The light curve can be modelled with an initial power-law decay with an
index of alpha=4.3 (+0.5, -0.4), followed by a break at T+348 s to an
alpha of 0.22 (+0.07, -0.08).

A spectrum formed from the PC mode data can be fitted with an absorbed
power-law with a photon spectral index of 2.28 (+0.29, -0.13). The
best-fitting absorption column is  consistent with the Galactic value
of 1.3 x 10^21 cm^-2 (Kalberla et al. 2005). The counts to observed
(unabsorbed) 0.3-10 keV flux conversion factor deduced from this
spectrum  is 3.2 x 10^-11 (4.1 x 10^-11) erg cm^-2 count^-1. 

A summary of the PC-mode spectrum is thus:
Total column:	     0 (+3.7, -0) x 10^20 cm^-2
Galactic foreground: 1.3 x 10^21 cm^-2
Excess significance: <1.6 sigma
Photon index:	     2.28 (+0.29, -0.13)

If the light curve continues to decay with a power-law decay index of
0.22, the count rate at T+24 hours will be 0.012 count s^-1,
corresponding to an observed (unabsorbed) 0.3-10 keV flux of 3.7 x
10^-13 (4.8 x 10^-13) erg cm^-2 s^-1.

The results of the XRT-team automatic analysis are available at
http://www.swift.ac.uk/xrt_products/00552063.

This circular is an official product of the Swift-XRT team.

GCN Circular 14342

Subject
GRB 130327A: Gemini Observations
Date
2013-03-27T21:20:55Z (12 years ago)
From
Antonino Cucchiara at UCSC/UCO Lick <acucchia@ucolick.org>
A. Cucchiara (UCSC/UCO Lick Observatory) and S. B. Cenko 
(UC Berkeley) report on behalf of a large collaboration:

"On March 27.25 UT we observed the field of GRB 130327A 
(Ukwatta et al., GCN 14331) with the Gemini-North telescope
equipped with the GMOS camera.

We obtained a 4 minutes i' band image of the field:
the two sources identified by Butler et al. (GCN 14334)
are both detected.

The southern source (#1) is located at
RA: 06:08:09.12 (J2000)

Dataset excerpts

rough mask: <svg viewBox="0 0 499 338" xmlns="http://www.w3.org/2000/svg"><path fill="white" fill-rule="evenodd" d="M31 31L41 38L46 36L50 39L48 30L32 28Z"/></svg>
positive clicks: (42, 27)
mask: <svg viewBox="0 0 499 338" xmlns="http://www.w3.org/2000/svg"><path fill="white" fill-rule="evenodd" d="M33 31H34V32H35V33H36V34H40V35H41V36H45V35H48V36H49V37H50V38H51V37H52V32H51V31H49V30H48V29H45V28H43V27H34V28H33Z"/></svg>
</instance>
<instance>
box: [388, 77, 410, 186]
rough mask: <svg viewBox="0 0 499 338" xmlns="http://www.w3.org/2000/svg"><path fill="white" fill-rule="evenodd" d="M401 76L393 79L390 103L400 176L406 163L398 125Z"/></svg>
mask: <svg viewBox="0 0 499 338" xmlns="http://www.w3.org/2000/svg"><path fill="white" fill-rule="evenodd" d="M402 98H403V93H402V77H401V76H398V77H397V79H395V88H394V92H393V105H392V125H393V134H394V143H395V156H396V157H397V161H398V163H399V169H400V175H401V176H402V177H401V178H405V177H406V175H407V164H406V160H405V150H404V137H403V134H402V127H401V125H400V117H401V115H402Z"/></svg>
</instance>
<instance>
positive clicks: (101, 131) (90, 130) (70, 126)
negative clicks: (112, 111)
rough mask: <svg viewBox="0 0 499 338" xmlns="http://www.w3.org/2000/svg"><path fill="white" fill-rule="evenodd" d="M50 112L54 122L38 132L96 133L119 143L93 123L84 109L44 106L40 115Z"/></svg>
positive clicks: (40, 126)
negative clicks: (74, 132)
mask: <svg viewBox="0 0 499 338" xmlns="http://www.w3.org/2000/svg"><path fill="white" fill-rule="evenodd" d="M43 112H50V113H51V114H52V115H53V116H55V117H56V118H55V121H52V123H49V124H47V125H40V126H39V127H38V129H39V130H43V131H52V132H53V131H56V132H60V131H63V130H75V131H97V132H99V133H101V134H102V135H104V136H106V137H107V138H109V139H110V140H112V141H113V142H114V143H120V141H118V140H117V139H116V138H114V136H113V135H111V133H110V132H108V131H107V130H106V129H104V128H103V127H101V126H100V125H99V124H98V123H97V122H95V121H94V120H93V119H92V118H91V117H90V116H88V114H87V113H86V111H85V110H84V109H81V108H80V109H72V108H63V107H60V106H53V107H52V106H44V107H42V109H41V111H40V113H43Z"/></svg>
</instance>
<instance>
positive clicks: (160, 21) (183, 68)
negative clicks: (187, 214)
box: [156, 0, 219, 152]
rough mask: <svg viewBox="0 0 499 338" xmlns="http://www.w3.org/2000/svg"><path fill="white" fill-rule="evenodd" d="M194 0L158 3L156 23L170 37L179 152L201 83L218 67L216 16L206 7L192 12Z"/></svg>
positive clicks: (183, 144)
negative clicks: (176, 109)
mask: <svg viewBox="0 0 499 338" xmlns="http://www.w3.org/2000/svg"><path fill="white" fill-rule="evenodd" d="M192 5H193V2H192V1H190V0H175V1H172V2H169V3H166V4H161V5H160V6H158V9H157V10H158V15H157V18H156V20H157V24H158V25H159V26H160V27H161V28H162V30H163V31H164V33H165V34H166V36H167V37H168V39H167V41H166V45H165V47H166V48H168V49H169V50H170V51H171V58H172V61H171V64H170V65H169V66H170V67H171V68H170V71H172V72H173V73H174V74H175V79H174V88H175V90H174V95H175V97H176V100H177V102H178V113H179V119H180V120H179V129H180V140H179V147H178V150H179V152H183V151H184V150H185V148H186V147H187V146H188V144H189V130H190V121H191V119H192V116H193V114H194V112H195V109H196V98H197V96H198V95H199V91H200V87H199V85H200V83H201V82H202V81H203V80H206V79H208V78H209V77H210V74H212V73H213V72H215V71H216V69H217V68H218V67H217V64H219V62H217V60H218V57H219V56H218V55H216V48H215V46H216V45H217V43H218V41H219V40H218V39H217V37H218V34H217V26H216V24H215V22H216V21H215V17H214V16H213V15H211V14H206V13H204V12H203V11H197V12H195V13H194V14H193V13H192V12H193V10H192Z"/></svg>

Explore the material:
A - Edit the GCN circular text from "The results of" up to and including "the Swift-XRT team.", replacing "automatic analysis" with "automated analysis".
B - Condense the paragraph of the GCN circular text that begins "A spectrum formed from the PC mode data," keeping its main facts.
C - According to the GCN circular text, which telescope and camera were used to observe the field of GRB 130327A on March 27.25 UT?

Numbered answers:
A -
The results of the XRT-team automated analysis are available at
http://www.swift.ac.uk/xrt_products/00552063.

This circular is an official product of the Swift-XRT team.

B - An absorbed power-law fit to the PC mode spectrum yields a photon spectral index of 2.28 (+0.29, -0.13). The absorption column is consistent with the Galactic value of 1.3 x 10^21 cm^-2 (Kalberla et al. 2005). The resulting counts to observed (unabsorbed) 0.3-10 keV flux conversion factor is 3.2 x 10^-11 (4.1 x 10^-11) erg cm^-2 count^-1.

C - The Gemini-North telescope equipped with the GMOS camera.